◆ Task instructions: Could you print every line from the first one of the records below through the line containing "Target: white cotton glove", with both included and nothing else?
* * * *
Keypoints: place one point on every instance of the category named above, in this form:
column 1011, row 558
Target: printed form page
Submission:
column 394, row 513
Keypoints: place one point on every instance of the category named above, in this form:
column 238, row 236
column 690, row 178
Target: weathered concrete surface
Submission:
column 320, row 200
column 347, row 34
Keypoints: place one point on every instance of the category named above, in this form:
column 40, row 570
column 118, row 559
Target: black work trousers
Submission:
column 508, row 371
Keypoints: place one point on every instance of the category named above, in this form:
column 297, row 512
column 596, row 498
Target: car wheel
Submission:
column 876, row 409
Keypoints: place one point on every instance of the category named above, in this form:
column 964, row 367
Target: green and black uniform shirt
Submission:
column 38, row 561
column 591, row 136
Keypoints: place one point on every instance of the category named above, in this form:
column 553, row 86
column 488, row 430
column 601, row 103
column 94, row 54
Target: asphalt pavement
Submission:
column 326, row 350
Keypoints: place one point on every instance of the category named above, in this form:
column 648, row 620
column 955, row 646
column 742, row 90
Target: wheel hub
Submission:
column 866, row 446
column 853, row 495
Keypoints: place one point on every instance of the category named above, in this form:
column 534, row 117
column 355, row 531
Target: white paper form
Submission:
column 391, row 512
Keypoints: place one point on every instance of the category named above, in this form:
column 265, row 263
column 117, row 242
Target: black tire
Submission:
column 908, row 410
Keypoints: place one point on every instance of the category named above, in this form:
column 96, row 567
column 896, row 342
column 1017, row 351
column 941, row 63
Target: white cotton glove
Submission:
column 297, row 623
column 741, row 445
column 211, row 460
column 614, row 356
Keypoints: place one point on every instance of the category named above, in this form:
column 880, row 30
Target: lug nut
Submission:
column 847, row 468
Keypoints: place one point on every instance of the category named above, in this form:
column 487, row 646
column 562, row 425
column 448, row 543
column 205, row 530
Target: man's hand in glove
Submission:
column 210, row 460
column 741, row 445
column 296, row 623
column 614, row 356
* * * *
◆ Task output:
Keypoints: place one point on every instance of the category named above, in this form:
column 1011, row 558
Target: printed form page
Submission:
column 394, row 513
Keypoints: place one point on every instance of the category named above, in this form:
column 238, row 236
column 690, row 178
Target: weathered concrete surface
Submission:
column 320, row 200
column 347, row 34
Keypoints: place one point on every instance of the category named above, in this form:
column 40, row 570
column 118, row 559
Target: black work trousers
Submission:
column 508, row 371
Keypoints: place one point on every instance of the category named above, in this form:
column 297, row 512
column 596, row 498
Target: car wheel
Submission:
column 876, row 409
Keypoints: place one point on every instance of the category named above, in this form:
column 964, row 367
Target: green and black uniform shirt
Submission:
column 38, row 561
column 591, row 136
Keypoints: place one point on every instance of the category named above, in this form:
column 553, row 86
column 488, row 430
column 601, row 103
column 94, row 54
Target: asphalt pavement
Submission:
column 326, row 350
Keypoints: place one point on every instance of the category named above, in this form:
column 648, row 620
column 955, row 646
column 742, row 90
Target: wheel hub
Submission:
column 866, row 446
column 853, row 495
Keypoints: place one point on every instance of the category named above, in this form:
column 534, row 117
column 355, row 531
Target: white paper form
Submission:
column 391, row 512
Keypoints: place one point on every instance of the category named above, in this form:
column 265, row 263
column 117, row 242
Target: black tire
Submission:
column 908, row 410
Keypoints: place one point on every instance of the category named above, in this form:
column 96, row 567
column 896, row 342
column 1017, row 351
column 941, row 63
Target: white cotton glove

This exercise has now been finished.